**Given task:** In the rows below, take everything from the line containing "Could you please indicate the wooden drawer" down to the line containing "(1314, 275)", both lines included, and lay it out as a JSON list of strings with one string per line, omitting any blank lines.

** BEGIN Material provided **

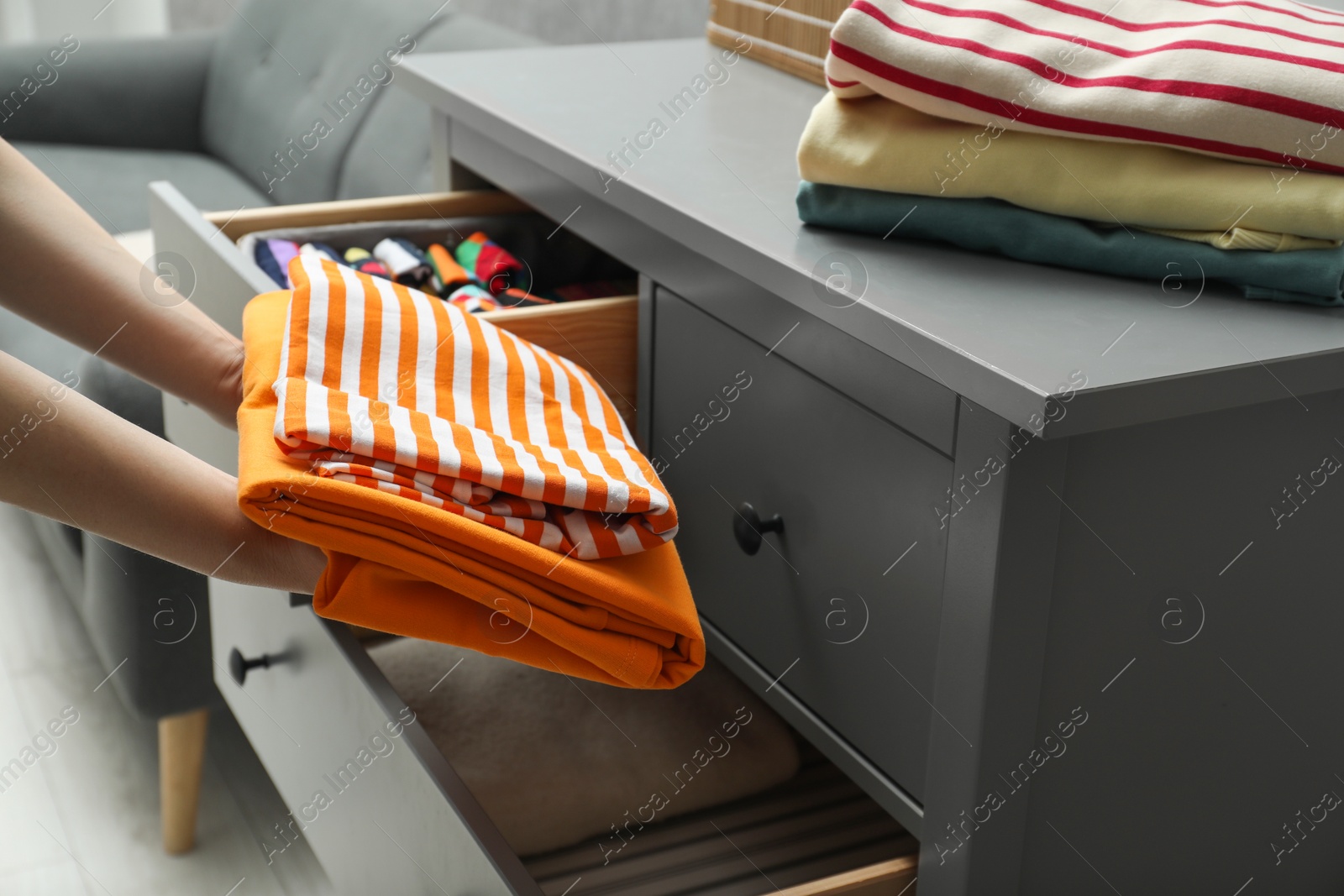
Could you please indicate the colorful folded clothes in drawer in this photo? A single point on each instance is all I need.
(994, 226)
(878, 144)
(1256, 81)
(468, 486)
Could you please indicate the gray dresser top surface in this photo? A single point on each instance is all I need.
(722, 179)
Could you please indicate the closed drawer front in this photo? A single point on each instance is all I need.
(843, 605)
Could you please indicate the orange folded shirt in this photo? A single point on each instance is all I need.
(467, 485)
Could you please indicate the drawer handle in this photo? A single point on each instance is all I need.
(239, 665)
(748, 528)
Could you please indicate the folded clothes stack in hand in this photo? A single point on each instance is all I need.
(1119, 141)
(467, 485)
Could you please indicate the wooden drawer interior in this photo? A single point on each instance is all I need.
(815, 835)
(598, 333)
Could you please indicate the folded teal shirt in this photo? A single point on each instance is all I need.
(1314, 275)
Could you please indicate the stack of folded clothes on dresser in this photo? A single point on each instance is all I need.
(1151, 139)
(467, 485)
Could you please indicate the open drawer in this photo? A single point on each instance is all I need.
(400, 820)
(201, 251)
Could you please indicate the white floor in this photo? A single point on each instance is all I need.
(84, 819)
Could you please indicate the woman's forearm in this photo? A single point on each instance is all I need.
(65, 457)
(67, 275)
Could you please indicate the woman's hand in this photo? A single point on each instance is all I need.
(77, 463)
(71, 278)
(228, 389)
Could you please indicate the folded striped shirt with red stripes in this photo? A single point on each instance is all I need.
(396, 390)
(1260, 81)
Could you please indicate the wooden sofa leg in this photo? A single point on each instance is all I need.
(181, 752)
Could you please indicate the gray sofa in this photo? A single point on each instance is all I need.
(210, 113)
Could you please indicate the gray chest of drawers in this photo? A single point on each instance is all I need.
(1057, 578)
(1046, 562)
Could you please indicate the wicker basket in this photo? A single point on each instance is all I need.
(792, 35)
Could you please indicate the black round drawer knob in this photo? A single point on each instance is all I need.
(748, 527)
(239, 665)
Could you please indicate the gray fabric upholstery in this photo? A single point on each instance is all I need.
(286, 65)
(111, 93)
(138, 606)
(112, 184)
(390, 150)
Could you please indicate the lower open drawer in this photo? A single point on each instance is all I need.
(385, 812)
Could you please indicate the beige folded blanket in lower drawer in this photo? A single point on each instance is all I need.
(555, 761)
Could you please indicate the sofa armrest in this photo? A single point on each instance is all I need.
(107, 93)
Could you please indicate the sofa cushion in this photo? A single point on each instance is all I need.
(112, 184)
(390, 150)
(282, 67)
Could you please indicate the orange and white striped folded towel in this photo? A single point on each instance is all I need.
(1258, 80)
(468, 486)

** END Material provided **

**Exercise output:**
[
  "Could you please indicate the wooden drawer interior in this photo? A single point on each instance is all I need.",
  "(815, 835)",
  "(598, 333)",
  "Could you please indicate the folded teal shirt in this photo? A single point on each instance is all I need.",
  "(1314, 275)"
]